WHAT IS BEING ASKED: From the line with "Point out the white straw" to the final line of the records, reproduce every line exactly and only those lines.

*** RECORD LIST

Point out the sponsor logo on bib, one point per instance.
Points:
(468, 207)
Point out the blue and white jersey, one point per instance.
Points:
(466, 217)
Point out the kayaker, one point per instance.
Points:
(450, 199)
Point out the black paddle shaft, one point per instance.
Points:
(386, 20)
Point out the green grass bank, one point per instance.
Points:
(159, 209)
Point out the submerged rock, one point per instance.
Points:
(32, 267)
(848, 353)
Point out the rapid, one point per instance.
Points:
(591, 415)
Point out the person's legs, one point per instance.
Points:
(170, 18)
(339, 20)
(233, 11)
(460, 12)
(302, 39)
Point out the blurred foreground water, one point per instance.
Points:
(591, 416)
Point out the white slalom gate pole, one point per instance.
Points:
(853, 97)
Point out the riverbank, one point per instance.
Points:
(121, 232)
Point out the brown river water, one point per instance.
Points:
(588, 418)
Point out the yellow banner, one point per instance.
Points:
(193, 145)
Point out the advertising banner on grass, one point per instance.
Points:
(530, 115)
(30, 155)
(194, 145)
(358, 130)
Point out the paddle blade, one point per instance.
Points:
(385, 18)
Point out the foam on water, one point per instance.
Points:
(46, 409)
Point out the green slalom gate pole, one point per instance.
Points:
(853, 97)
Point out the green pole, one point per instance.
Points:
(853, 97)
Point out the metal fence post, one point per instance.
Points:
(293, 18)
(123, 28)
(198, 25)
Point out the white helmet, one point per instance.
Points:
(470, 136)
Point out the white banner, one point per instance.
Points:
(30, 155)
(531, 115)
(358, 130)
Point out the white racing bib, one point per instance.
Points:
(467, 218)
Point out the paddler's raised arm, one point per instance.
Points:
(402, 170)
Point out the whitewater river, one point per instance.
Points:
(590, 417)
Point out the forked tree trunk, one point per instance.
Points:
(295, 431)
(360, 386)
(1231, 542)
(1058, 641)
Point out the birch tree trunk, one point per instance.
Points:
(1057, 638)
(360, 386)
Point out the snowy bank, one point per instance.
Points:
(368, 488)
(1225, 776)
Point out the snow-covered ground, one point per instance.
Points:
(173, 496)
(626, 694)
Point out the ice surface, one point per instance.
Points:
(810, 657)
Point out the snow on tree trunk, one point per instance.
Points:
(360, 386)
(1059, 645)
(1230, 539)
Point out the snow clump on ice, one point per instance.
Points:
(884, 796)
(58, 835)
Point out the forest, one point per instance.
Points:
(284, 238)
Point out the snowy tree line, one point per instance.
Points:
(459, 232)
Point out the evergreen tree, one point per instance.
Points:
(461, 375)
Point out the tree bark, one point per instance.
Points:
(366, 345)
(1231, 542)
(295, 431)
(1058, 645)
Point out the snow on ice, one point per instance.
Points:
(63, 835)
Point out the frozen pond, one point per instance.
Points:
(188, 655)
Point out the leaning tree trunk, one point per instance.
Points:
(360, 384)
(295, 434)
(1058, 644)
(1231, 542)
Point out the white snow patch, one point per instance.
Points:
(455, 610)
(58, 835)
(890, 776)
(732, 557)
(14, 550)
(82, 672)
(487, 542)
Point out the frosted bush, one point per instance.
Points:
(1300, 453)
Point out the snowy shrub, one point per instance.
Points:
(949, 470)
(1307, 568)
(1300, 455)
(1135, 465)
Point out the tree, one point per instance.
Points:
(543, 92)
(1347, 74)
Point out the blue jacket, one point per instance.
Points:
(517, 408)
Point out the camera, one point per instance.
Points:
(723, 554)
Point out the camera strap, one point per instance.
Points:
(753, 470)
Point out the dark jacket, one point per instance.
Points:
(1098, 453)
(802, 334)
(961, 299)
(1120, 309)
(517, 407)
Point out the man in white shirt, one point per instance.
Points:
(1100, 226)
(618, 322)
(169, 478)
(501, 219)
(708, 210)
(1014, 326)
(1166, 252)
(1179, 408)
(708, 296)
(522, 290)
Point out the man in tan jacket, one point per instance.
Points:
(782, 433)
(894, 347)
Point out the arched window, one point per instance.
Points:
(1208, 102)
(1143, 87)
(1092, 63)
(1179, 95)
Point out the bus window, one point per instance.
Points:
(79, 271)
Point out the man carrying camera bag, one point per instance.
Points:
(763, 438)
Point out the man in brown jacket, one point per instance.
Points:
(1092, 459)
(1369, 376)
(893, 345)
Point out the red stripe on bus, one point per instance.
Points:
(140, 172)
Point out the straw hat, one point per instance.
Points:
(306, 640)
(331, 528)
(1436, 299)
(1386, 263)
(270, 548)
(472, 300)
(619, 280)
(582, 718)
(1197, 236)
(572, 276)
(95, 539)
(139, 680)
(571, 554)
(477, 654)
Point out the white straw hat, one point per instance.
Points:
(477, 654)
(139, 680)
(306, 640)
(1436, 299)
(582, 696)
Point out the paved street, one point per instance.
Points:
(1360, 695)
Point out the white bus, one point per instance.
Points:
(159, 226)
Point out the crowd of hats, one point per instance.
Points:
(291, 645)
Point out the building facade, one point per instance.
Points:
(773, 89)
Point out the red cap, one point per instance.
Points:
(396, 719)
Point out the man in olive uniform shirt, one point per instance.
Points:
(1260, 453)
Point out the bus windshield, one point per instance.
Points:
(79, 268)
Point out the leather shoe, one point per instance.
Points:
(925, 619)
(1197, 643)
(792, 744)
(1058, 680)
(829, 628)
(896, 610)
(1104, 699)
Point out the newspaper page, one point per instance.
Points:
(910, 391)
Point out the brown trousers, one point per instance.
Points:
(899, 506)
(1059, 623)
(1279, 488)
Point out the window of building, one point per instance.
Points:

******

TASK RESULT:
Point out the white straw hat, one point per instance.
Points:
(477, 654)
(139, 680)
(306, 640)
(1436, 299)
(582, 696)
Point out the paved street, one point per instance.
Points:
(1360, 695)
Point out the white bus, one point per instance.
Points:
(159, 226)
Point out the crowd of hats, one point per instance.
Points:
(291, 645)
Point out the building facade, one point per instance.
Points:
(773, 89)
Point out the red cap, one point per instance.
Points:
(396, 719)
Point out the man in olive uniform shirt, one point per instance.
Points:
(1260, 453)
Point out the bus windshield, one point per instance.
Points:
(79, 268)
Point out the leather shoe, one point per instance.
Points:
(925, 619)
(1197, 643)
(792, 744)
(1058, 680)
(829, 628)
(896, 610)
(1104, 699)
Point out the newspaper page, one point per instance.
Points:
(910, 391)
Point out the brown trousers, one point per instance.
Points:
(899, 506)
(1059, 623)
(1279, 488)
Point out the window of building, one point per instance.
Points:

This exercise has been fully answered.